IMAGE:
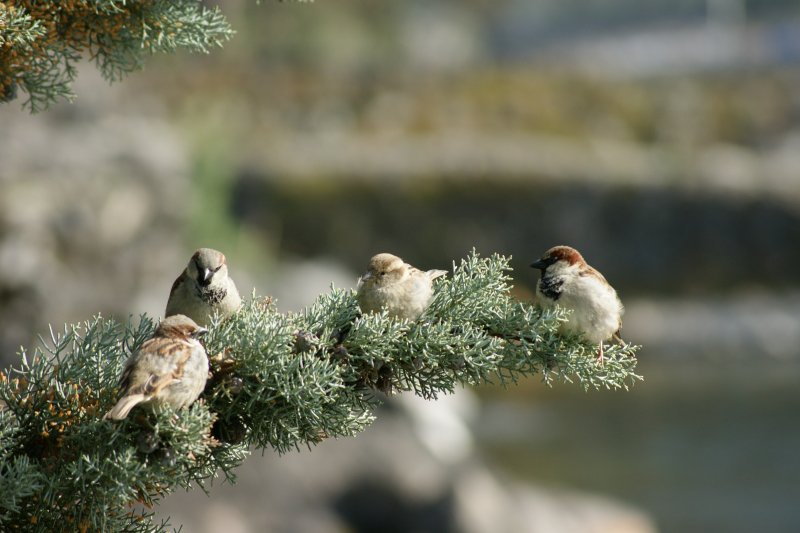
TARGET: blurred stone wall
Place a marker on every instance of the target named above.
(91, 203)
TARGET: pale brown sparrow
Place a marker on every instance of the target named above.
(204, 288)
(568, 281)
(391, 284)
(171, 368)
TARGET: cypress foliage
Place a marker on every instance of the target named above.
(279, 380)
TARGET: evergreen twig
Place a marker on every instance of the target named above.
(278, 380)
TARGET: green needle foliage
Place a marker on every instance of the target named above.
(42, 41)
(280, 381)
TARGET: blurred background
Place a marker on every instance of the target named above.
(660, 138)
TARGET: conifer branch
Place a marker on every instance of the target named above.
(42, 41)
(279, 380)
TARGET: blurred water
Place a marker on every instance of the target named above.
(700, 446)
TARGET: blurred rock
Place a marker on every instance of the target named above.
(747, 325)
(90, 213)
(390, 479)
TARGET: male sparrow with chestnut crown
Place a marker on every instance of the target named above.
(391, 284)
(567, 280)
(171, 368)
(204, 288)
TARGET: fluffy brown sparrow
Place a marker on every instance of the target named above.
(567, 280)
(204, 288)
(171, 367)
(391, 284)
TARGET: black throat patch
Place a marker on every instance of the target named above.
(211, 295)
(551, 287)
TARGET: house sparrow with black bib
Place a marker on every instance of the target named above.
(391, 284)
(170, 368)
(568, 281)
(204, 288)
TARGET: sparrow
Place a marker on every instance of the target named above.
(391, 284)
(204, 288)
(568, 281)
(171, 368)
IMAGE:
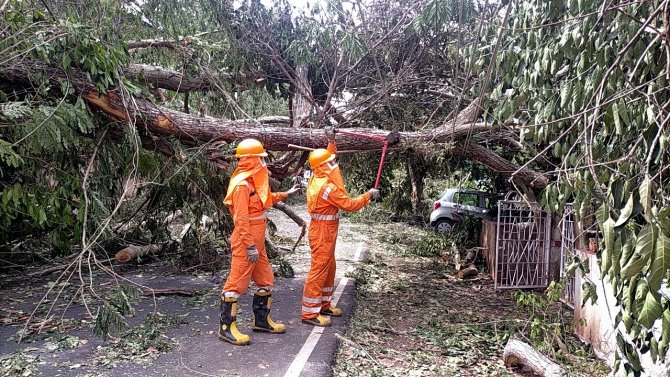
:::::
• _Task to carry out_
Can you shift every point coordinate in the material by -147 and write those lines out again, requests included, starting at the line that has "TARGET: house sparrow with black bib" and running through the end of the material? Leave the pictures out of your answer.

• _Response below_
TARGET: house sparrow with black bib
Place a marker on every instance of the target named above.
(244, 137)
(23, 221)
(421, 134)
(57, 141)
TARGET: sparrow
Place a marker on every instance of the target named above.
(244, 137)
(57, 141)
(421, 134)
(24, 221)
IMAGE:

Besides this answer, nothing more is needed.